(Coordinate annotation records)
"""

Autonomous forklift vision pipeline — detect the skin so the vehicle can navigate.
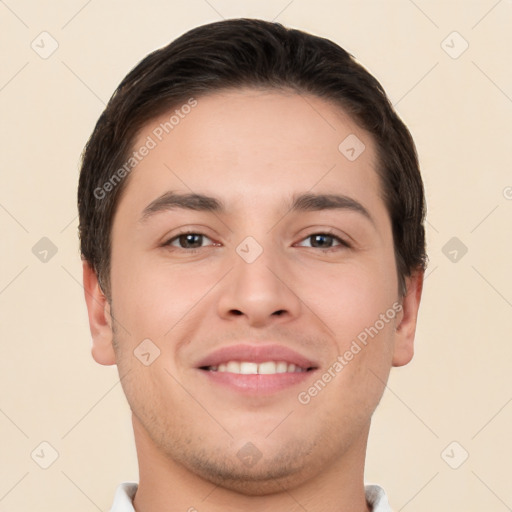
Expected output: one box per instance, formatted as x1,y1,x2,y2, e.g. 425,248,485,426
83,89,423,512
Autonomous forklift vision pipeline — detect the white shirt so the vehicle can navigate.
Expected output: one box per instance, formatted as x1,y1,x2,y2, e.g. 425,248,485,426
110,482,391,512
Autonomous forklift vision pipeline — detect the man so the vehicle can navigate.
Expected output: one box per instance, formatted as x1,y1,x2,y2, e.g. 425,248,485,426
78,19,426,512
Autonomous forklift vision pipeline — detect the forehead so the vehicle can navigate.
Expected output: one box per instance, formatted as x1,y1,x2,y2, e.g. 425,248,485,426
119,89,380,220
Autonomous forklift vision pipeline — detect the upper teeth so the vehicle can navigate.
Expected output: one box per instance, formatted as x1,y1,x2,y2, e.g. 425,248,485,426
208,361,306,375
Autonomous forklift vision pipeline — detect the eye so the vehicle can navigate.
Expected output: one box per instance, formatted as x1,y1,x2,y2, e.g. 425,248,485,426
297,233,350,249
164,233,214,249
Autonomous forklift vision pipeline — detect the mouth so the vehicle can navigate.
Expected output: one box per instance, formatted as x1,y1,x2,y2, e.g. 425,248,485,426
200,361,314,375
196,344,319,395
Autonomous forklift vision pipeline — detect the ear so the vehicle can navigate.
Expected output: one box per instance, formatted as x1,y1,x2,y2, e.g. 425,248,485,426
82,261,116,365
393,270,424,366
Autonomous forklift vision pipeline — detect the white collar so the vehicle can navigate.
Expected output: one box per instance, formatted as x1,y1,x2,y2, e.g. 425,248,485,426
110,482,391,512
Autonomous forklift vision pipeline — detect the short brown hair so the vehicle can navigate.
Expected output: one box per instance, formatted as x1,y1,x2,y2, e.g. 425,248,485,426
78,18,427,297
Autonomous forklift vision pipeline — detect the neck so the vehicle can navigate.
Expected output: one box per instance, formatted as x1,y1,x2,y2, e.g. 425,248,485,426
132,413,369,512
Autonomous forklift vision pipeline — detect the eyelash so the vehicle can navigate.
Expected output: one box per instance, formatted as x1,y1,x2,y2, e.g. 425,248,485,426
163,231,352,254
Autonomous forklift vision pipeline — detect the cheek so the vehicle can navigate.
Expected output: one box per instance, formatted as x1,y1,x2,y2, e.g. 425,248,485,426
111,251,218,342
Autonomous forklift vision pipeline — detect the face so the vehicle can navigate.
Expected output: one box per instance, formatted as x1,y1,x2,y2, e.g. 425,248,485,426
84,89,419,493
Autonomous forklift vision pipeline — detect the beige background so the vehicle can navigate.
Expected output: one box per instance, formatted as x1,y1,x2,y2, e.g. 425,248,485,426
0,0,512,512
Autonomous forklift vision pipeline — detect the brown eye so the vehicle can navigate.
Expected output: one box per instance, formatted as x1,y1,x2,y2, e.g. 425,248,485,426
299,233,349,249
165,233,212,249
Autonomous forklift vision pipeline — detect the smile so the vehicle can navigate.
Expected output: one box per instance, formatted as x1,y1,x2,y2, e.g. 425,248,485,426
204,361,312,375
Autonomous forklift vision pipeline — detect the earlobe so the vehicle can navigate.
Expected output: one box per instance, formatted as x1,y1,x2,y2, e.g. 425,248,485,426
82,261,116,365
393,270,424,366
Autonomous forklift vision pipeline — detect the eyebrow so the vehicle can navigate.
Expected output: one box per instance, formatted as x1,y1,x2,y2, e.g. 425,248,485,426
139,191,374,223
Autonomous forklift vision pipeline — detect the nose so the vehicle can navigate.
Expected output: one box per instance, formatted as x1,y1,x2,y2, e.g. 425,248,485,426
218,243,301,327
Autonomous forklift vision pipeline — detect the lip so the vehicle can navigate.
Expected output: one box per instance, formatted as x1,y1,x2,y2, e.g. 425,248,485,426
197,344,318,396
197,344,318,369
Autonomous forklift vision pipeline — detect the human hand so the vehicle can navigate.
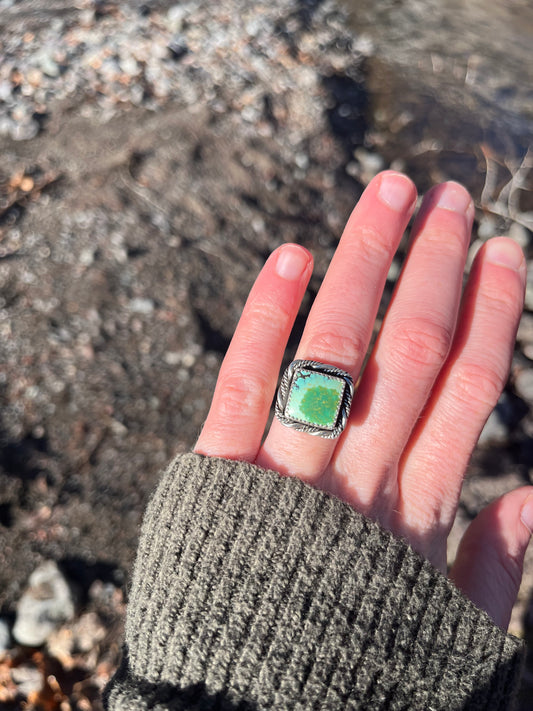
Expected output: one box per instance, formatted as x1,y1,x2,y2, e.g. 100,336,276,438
195,171,533,628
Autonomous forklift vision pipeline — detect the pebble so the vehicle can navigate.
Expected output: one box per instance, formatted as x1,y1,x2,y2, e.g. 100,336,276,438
478,410,509,447
13,561,75,647
130,298,155,315
0,617,11,654
514,369,533,406
11,664,43,696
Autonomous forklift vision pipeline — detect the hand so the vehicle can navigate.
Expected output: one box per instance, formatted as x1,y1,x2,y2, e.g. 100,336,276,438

"""

▶ [EXERCISE INSTRUCTIONS]
Please copy out every one of the records above word for word, leaving out the pictures.

▶ [OUTPUT FOR THIS EXERCISE]
Autonomous forklift vision pipeline — detect the skin so the vehicle can navigate.
Expected output: one box per instance, formatted as x1,y1,x2,y2, e.g. 425,248,485,426
83,89,423,512
Autonomous forklift vision pipeline — detect the white shirt so the vehicle can navigate.
Expected output: one box per instance, formatted as x1,y1,x2,y2, e.g. 425,248,485,426
110,482,391,512
Autonomous forklift vision pipeline — detect the man so the vehicle can navigate.
Expected output: one box per instance, formatted as x1,y1,x2,y2, e.g. 425,248,485,426
78,19,426,512
Autonomous forklift vision pipeline — detect the forehead so the vehicle can navigate.
Expected output: one box per instance, formatted as x1,y1,x2,y2, e.g. 425,248,485,426
119,89,380,220
Autonomous forklift vision pipeline — detect the upper teeth so the vehicle can navigate.
Expected output: one box per instance, formatted as x1,y1,x2,y2, e.g. 425,248,485,426
208,361,306,375
Autonomous forklift vision pipeline — detect the eye so the vehicle can navigate.
Expected output: one box per instance, formatted as x1,y1,x2,y2, e.g. 425,248,485,426
297,233,350,249
164,233,214,249
Autonomous forklift vision pipeline — detect the mouth so the vehicle can navigate.
Expected output: one box per instance, formatted as x1,y1,x2,y2, e.g. 425,248,485,426
200,361,314,375
196,344,319,395
Autonomous forklift vision pipeline — detect the ear so the vehicle can navigate.
Expected output: one box per instance, formatted as x1,y1,x2,y2, e.g. 425,248,485,426
82,261,116,365
393,270,424,366
Autonomous forklift vision pipeline — detect the white collar so the vehicle can navigate.
Expected output: one box per instance, formatted as x1,y1,x2,y2, e.g. 425,248,485,426
110,482,391,512
Autonomous forklift vision pipeline — detect the short brown hair so the vehicle can navigate.
Expected output: one box per instance, formatted as x1,y1,x2,y2, e.g. 425,248,485,426
78,18,427,297
Autonomous forklift vision pipeline — detect the neck so the vehicle can navigate.
Expected output: one box per instance, formatted as x1,y1,x2,y2, e.g. 425,248,485,426
132,413,369,512
Autonomous forklift vision pipeline — detect the eyelash so the vehicle can navigate.
Expected output: one box per instance, formatted as x1,y1,x2,y2, e.g. 425,248,485,426
163,231,352,254
Autonomous forklift vision pipeline — detect the cheek so the vehicle can navigate.
Expected output: one box per instance, formatted as x1,y1,x2,y2, e.g. 425,248,485,426
111,251,218,342
Autonomous forklift vision pipeline — detect the face so the vehicle can navigate.
Expected output: one box per instance, formatted as x1,y1,x2,y2, e.g. 425,248,485,426
84,89,419,493
Autonomous forklift vision pipeline — detect the beige background so the vehicle can navigate.
Expected output: one box per instance, formatted as x1,y1,x2,y2, e.g. 425,248,485,426
0,0,512,512
Autonomous forklift vision pipeline — detect the brown eye so the vehicle can navigate.
Expected output: one box per instance, formatted as x1,y1,x2,y2, e.g. 425,248,485,426
299,233,349,249
165,233,212,249
Autonomous forklift vision pipeline — detect the smile so the vehicle can navigate.
Expected output: one box per instance, formatted as x1,y1,x2,y2, e.g. 425,248,485,426
204,361,312,375
Autonomous forklift vision pipeline — detect the earlobe so the vehicle can navigate.
Expected output: one box per instance, formatted as x1,y1,x2,y2, e.g. 425,248,485,426
82,261,116,365
393,270,424,366
Autonomous forklift vision pipeline — detect the eyebrow so the vehicle can navigate.
Expected output: one box per instance, formatted as x1,y1,x2,y2, e.g. 425,248,485,426
139,191,374,223
Autonomous forklift vision pipeline — detect the nose so the vehicle can navigate.
Expected output: one box per instance, formatted as x1,y1,x2,y2, e.g. 425,248,485,426
218,243,301,327
Autonomous forklift vision pipeline — detect the lip so the vehicle can navigate.
Expected output: one box per instance, formatted as x1,y1,x2,y2, e.g. 425,248,485,426
197,344,318,396
197,344,318,369
Autonomous forklift vision pipeline — detect the human hand so the vehicle can navigate.
Expected output: one box per instance, formatted as x1,y1,x2,y2, e.g. 100,336,276,438
195,171,533,628
Autonomous forklift vision pipeline — detect the pebble so the vehicle can navigate.
Expected output: one box per instance, formatted as x1,y1,x2,y2, e.g. 100,336,276,438
478,410,509,447
13,561,75,647
130,298,155,315
0,617,11,654
514,369,533,406
11,664,43,696
Autonomous forklift vision pipeline — detect the hand so the vehicle can navigate.
Expected output: one box per instance, formatted as x1,y1,x2,y2, e.g. 100,336,276,438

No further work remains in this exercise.